- **REQUIREMENT**
Locate every line in the data below that contains the word "appreciated" and copy each of those lines in full.

[Labeling shapes in pictures]
* * *
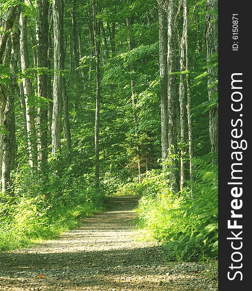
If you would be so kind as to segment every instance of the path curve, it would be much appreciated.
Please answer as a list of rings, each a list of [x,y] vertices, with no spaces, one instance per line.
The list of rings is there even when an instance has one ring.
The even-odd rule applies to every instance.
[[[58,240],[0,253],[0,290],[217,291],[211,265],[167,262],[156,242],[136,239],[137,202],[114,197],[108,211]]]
* * *
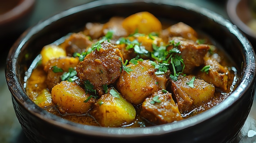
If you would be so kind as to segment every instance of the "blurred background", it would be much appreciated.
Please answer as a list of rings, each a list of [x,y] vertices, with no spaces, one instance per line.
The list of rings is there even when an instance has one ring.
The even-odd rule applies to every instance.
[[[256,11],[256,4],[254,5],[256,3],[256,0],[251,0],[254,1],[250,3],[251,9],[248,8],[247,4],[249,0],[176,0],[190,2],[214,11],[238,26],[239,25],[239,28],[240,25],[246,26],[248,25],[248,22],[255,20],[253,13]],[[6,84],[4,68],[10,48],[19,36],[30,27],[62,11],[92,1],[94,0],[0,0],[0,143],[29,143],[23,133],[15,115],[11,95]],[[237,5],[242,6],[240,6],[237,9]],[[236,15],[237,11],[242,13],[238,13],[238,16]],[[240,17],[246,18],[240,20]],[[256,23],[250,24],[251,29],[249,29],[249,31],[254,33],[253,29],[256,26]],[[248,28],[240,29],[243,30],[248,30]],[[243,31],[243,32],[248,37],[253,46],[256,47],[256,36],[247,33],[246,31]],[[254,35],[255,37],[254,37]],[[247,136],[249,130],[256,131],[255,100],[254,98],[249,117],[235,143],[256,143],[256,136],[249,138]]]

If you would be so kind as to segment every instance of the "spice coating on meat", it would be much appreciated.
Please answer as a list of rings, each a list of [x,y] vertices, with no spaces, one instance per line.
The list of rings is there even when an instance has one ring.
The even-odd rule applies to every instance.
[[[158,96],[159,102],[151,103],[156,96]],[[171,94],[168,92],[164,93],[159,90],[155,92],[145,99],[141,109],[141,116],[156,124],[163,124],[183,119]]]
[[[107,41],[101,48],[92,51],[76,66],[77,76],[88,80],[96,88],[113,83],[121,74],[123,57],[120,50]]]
* * *
- **EXERCISE ANSWER**
If you would be so kind as to segment every instance of the path curve, it would be much appreciated.
If you would be so kind as to segment every instance of the "blurred background", it would be much appreciated.
If you would be so kind as to segment every instance of the "spice coating on meat", it would be much appreciated.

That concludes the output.